• Aim of the exercise: What appears from the first line of the records below through the line containing "drop a dot on every instance of the woven" must be reproduced verbatim.

• Provided data:
********************
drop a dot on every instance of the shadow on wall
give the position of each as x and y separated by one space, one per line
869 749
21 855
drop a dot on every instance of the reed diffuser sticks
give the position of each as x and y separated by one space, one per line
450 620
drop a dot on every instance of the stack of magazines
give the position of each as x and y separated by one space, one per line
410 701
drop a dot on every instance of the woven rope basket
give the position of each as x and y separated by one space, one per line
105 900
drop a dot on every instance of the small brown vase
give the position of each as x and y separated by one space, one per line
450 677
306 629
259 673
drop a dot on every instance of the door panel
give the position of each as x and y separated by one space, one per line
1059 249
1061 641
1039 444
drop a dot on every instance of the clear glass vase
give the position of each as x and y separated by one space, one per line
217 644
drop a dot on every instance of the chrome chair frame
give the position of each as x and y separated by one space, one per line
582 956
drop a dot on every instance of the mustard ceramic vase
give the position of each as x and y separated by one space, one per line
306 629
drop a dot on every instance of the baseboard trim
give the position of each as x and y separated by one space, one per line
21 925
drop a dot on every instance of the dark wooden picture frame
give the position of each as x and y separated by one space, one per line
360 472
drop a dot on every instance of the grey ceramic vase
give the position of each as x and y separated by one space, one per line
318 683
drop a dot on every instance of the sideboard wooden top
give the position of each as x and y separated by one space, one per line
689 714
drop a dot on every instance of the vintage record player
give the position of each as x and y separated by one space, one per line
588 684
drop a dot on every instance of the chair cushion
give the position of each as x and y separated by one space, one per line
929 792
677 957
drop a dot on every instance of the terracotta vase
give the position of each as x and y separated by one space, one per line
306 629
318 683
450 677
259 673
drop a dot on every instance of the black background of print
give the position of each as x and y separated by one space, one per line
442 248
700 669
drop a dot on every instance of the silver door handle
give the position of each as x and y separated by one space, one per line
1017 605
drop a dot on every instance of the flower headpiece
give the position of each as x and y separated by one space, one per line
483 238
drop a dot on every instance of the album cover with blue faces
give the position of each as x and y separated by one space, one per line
********************
• Answer below:
drop a dot on every instance of the shadow on wall
give the position of each as x and y separated by one space, one per line
869 749
21 855
drop a dot on every instance of the reed diffuser sticks
give the position of each as x and y separated by one space, one per line
450 620
drop a dot on every instance of the stack of magazines
give the position of each as x and y separated by one space, one per line
410 701
drop a dot on every instance of the woven rope basket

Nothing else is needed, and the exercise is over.